> PROBLEM DESCRIPTION:
Copy each entry below exactly. No images.

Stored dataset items
=====
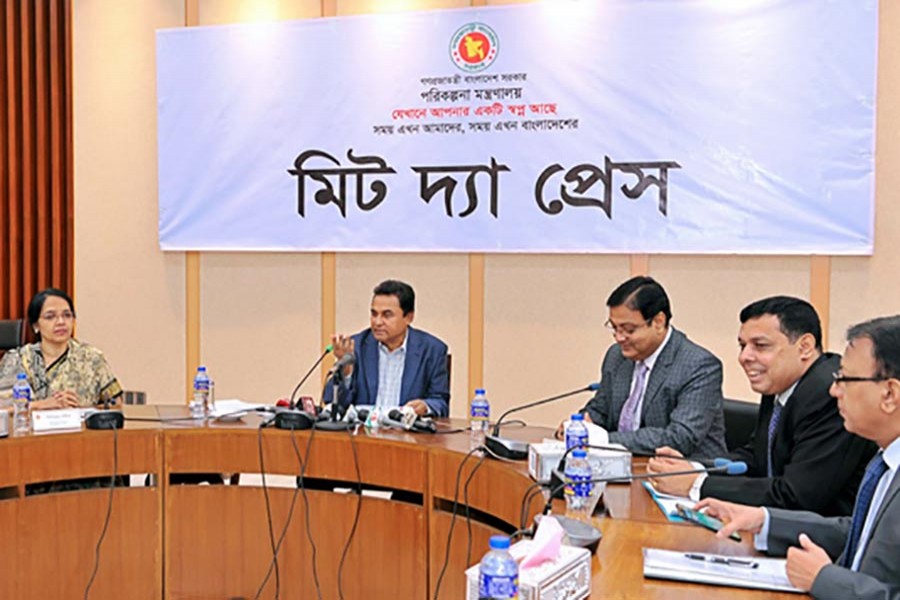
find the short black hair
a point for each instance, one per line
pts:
(404, 292)
(37, 303)
(885, 335)
(796, 316)
(643, 294)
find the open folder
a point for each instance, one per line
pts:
(714, 569)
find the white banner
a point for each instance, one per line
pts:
(661, 126)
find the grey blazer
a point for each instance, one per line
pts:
(879, 569)
(682, 405)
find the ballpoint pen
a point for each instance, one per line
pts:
(724, 560)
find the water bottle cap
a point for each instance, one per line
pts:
(499, 542)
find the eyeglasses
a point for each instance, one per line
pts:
(51, 317)
(839, 377)
(626, 330)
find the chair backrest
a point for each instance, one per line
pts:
(740, 421)
(12, 333)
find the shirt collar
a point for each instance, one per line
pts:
(651, 360)
(400, 349)
(892, 455)
(784, 396)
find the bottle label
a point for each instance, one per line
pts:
(576, 440)
(498, 586)
(578, 485)
(480, 411)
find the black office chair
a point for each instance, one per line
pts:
(12, 334)
(740, 421)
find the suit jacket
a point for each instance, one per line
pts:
(879, 570)
(682, 405)
(817, 464)
(424, 372)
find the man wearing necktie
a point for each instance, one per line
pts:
(658, 388)
(856, 556)
(800, 456)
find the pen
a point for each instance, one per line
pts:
(724, 560)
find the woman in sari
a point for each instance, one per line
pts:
(62, 371)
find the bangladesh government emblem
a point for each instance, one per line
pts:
(474, 47)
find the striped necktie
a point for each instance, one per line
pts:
(629, 420)
(773, 426)
(877, 467)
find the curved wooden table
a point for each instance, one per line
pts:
(213, 541)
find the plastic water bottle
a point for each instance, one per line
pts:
(21, 402)
(479, 419)
(498, 573)
(576, 432)
(200, 403)
(578, 486)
=====
> ANSWER TO THIS EXERCISE:
find the short black hair
a point for each instance, one per line
pts:
(404, 292)
(37, 303)
(885, 335)
(796, 316)
(643, 294)
find the open folder
a point for each instance, one per line
pts:
(714, 569)
find the white banner
a point for each instance, one per line
pts:
(661, 126)
find the grey blazer
a point for each instance, one per line
pts:
(879, 569)
(682, 405)
find the ballpoint pen
a point for each instance, one per line
pts:
(724, 560)
find the water bottle cap
a point for each instance, one per line
pts:
(499, 542)
find the eyeglasses
a point for each instance, one per line
pts:
(51, 317)
(839, 377)
(626, 330)
find the chair backrest
a point for each instance, one per line
pts:
(740, 421)
(12, 333)
find the shirt collar
a point for each instance, one per line
pts:
(651, 360)
(400, 349)
(892, 455)
(784, 396)
find the bottle label
a point for each instance, one per line
pts:
(576, 440)
(498, 586)
(578, 485)
(480, 411)
find the black office chair
a point for each instance, one per line
pts:
(12, 334)
(740, 421)
find the suit jacket
a point for each instance, one per line
pts:
(879, 570)
(682, 405)
(817, 464)
(424, 372)
find the man wearing necktie
a point for each instance, one per line
pts:
(658, 388)
(856, 556)
(800, 456)
find the pen
a point for each instance, one per line
pts:
(724, 560)
find the woman in sari
a point for each instance, one per line
pts:
(62, 371)
find the bangladesh government emblem
a point for each instance, one per line
pts:
(474, 47)
find the striped necktie
a point for each instance, one per line
pts:
(629, 420)
(773, 426)
(877, 467)
find the curved wooden table
a point for each instance, one per line
pts:
(213, 541)
find the plastic water bottle
a point for each instance, one per line
pts:
(21, 402)
(479, 419)
(498, 573)
(576, 432)
(200, 403)
(578, 486)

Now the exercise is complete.